DATASET EXCERPTS:
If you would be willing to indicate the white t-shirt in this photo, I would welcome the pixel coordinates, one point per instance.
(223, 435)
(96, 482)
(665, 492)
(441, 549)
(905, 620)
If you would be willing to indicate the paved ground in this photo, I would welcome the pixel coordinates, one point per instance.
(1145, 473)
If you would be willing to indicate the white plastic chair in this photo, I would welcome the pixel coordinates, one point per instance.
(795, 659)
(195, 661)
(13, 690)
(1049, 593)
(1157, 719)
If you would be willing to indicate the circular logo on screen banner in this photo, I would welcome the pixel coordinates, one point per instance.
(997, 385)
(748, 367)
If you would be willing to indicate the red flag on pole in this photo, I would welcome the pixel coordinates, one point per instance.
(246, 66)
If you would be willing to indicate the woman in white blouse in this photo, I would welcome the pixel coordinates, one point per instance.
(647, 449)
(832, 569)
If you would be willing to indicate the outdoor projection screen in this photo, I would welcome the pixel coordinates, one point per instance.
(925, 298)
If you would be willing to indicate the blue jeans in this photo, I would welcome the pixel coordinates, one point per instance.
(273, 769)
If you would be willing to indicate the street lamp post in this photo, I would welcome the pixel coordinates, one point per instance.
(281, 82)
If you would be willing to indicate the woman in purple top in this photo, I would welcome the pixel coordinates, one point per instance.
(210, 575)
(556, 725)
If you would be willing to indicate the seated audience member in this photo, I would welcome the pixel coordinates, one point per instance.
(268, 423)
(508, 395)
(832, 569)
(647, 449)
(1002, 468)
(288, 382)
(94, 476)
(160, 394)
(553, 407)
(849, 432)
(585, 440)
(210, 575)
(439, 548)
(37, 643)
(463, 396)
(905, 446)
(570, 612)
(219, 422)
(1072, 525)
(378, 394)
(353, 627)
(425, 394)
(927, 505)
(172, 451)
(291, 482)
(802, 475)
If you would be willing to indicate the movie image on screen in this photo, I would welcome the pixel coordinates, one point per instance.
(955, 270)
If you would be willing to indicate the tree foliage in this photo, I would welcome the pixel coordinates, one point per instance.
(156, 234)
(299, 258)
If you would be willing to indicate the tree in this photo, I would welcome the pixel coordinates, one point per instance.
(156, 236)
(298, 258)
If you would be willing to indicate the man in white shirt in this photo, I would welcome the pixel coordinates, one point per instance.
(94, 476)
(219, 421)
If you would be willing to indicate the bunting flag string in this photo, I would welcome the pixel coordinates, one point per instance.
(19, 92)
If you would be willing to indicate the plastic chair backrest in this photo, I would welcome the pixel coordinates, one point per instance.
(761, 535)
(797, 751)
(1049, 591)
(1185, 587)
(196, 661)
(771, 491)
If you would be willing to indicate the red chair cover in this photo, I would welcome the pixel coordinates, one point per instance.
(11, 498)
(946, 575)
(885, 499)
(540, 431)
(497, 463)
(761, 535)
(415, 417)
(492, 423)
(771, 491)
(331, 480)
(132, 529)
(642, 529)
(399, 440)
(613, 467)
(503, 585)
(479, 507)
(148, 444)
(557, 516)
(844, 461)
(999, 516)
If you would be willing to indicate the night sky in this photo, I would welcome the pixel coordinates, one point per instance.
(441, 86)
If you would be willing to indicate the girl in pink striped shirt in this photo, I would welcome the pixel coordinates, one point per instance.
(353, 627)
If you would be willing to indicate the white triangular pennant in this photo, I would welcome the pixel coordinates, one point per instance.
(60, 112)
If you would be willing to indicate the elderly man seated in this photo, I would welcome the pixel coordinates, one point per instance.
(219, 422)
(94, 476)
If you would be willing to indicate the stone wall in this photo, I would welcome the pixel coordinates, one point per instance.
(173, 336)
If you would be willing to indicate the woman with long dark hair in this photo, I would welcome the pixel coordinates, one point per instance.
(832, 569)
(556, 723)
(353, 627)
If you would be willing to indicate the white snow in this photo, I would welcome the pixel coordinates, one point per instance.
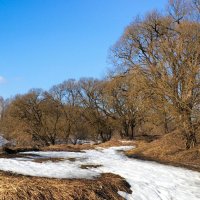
(3, 141)
(148, 180)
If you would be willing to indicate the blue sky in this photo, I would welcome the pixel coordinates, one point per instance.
(44, 42)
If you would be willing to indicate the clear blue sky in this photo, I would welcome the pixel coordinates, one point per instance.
(44, 42)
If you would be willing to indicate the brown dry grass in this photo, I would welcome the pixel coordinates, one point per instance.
(17, 187)
(170, 149)
(78, 147)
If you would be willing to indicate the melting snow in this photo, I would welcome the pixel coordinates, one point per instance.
(148, 180)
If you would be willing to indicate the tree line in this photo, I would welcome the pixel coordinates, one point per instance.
(154, 87)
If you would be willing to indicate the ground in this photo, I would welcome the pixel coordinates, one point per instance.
(145, 180)
(170, 149)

EXERCISE REQUIREMENTS:
Render the records starting at the line that contains "If you would be willing to indicate the paved" and ending at the line that contains "(1157, 719)" as a JSON list of strings, with one string per line and blank lines omitted.

COMPLETE OUTPUT:
[
  "If you would be willing to indicate the paved ground in this photo, I would welcome the pixel coordinates, one point per instance.",
  "(1145, 473)",
  "If you would be willing to indicate the white plastic chair in this photo, I would welcome the pixel coordinates, one point per instance.",
  "(795, 659)",
  "(195, 661)",
  "(13, 690)",
  "(1049, 593)",
  "(1157, 719)"
]